# Stated exercise
Omit any picture, and return the remaining data exactly as written.

# Data rows
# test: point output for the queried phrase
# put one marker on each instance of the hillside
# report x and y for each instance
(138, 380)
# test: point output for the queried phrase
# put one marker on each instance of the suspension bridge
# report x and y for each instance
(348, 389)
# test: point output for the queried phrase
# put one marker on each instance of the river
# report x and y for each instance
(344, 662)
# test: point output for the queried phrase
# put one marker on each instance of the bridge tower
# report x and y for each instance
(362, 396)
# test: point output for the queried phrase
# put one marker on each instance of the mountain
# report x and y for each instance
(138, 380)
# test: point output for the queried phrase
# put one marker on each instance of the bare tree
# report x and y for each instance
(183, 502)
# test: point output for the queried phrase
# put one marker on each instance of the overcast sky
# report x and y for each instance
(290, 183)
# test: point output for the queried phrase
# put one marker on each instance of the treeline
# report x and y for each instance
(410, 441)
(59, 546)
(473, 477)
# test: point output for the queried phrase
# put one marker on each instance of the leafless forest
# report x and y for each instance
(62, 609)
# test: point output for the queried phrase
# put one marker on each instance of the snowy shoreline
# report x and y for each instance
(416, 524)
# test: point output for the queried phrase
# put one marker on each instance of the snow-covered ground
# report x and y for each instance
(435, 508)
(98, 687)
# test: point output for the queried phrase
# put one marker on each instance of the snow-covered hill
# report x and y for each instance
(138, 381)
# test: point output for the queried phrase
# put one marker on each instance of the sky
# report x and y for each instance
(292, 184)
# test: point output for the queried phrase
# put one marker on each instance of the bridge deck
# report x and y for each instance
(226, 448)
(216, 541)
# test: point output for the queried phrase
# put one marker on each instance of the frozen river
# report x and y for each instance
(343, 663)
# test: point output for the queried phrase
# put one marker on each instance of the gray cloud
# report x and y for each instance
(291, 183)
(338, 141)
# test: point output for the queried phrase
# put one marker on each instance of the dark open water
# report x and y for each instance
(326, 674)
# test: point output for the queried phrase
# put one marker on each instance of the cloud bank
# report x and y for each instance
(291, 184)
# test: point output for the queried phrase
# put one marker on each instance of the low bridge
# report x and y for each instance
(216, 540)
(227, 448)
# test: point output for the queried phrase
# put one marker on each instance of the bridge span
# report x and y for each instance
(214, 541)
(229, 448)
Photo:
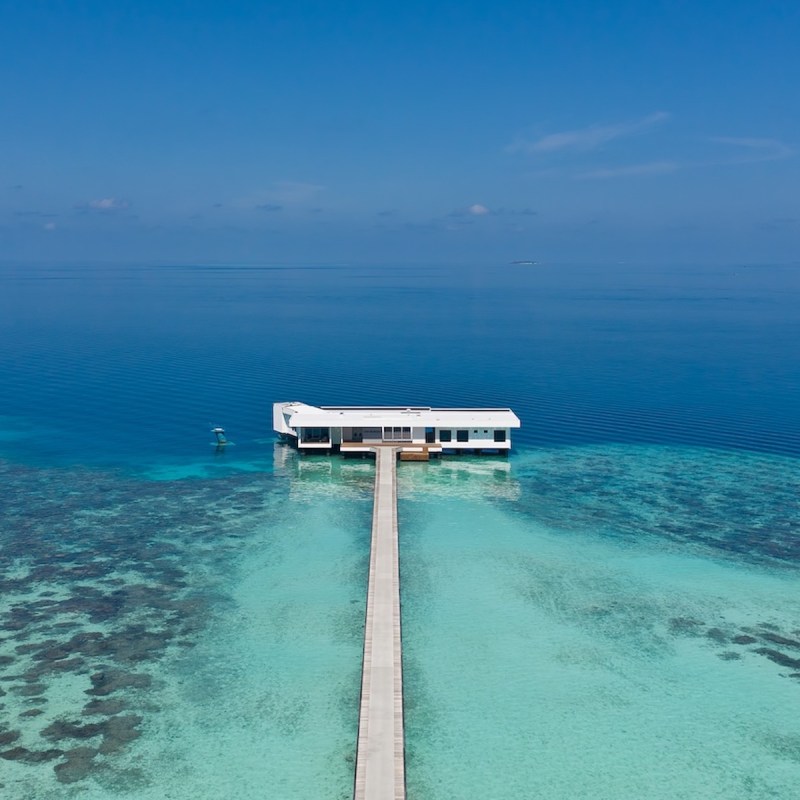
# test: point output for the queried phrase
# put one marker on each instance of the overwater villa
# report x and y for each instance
(417, 431)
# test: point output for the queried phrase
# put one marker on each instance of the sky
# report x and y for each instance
(317, 132)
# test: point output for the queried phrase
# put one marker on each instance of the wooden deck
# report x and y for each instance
(380, 757)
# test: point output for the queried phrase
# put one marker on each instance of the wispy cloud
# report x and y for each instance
(475, 210)
(587, 138)
(651, 168)
(104, 204)
(756, 149)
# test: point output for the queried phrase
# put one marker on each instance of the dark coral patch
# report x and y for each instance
(717, 635)
(7, 737)
(779, 658)
(30, 756)
(775, 638)
(78, 765)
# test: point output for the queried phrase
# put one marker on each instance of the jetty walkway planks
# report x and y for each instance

# Reply to the task
# test: point output for the queried phrase
# put one marker on each instance of the hillside
# report x and y for each instance
(138, 380)
# test: point output for the queried phrase
# put one marker on each instance of the suspension bridge
# report x and y for each instance
(348, 389)
# test: point output for the queried phrase
# put one marker on each instance of the river
# report x and y for each instance
(344, 662)
# test: point output for the queried phrase
# put one marker on each instance of the bridge tower
# report x and y for each instance
(362, 396)
# test: point output for the queried phrase
# put one marker on each instance of the mountain
# report x and y for each instance
(138, 380)
# test: point output for the queried phrase
# put one marker on each instance of the bare tree
# report x and y for each instance
(183, 502)
# test: point output for the queried phrase
# put one marker on each instance of the overcast sky
# report x and y for each instance
(290, 183)
# test: point output for the queried phrase
# put one marker on each instance of the treeline
# report x and y for each instance
(410, 441)
(59, 546)
(473, 477)
# test: point output for the queried phrase
# put one marker on each instance of the leafless forest
# report x and y for each instance
(62, 609)
# test: point output for the queried phrase
# put one marker on each instance of the snowy shoreline
# report x and y for each instance
(416, 524)
# test: point output for the queried phrase
# put one marker on each instance of the snow-covered ground
# report x and y for each instance
(435, 508)
(98, 687)
# test: point output for the queried phrase
# put one marker on each instance of the snow-covered hill
# report x and y for each instance
(138, 381)
# test: point output for the queried phrase
# put one marker on each instance of the sky
# report x and y for each instance
(292, 184)
# test: point output for the queried phrase
# put one marker on each instance of the bridge deck
# report x and y for each instance
(226, 448)
(216, 541)
# test: point output for the queried phrase
# put one marker on each instance of the frozen river
# report x and y for each instance
(343, 663)
# test: point output for the queried phrase
# put one marker on each instance of the gray cloud
# report x and y for each instance
(291, 183)
(338, 141)
# test: point output for the queried phrase
# put one marker on each instance of the dark open water
# report x and y for each instance
(326, 674)
# test: point output for the queried phrase
# put one marker on each instance of the cloud bank
# report x and y for each instance
(291, 184)
# test: point output for the queried phrase
# put one marker on each instance of the low bridge
# report x and y for each instance
(216, 540)
(227, 448)
# test: point output for the queried phrase
# put one marker on each instance of the bridge span
# report x and y for each instance
(214, 541)
(229, 448)
Photo:
# test: point output for the queried phrase
# put one marker on each instance of the overwater villa
# report x and y for each instance
(417, 431)
# test: point output for the queried phrase
# put one marker on each instance of the sky
# report x and y for each instance
(317, 132)
# test: point output for the queried phrase
# put one marker on each instance of the wooden deck
# report x and y for each instance
(380, 757)
# test: point output for the queried phrase
# put one marker on each instance of the wispy cloud
# report x and y for each instance
(475, 210)
(587, 138)
(651, 168)
(104, 204)
(756, 149)
# test: point output for the queried phrase
# put one marker on each instance of the dark coral patch
# report x and y for each instance
(717, 635)
(7, 737)
(779, 658)
(30, 756)
(775, 638)
(78, 765)
# test: point output for the queried phrase
# put one marker on each instance of the jetty walkway planks
# report x and y for each instance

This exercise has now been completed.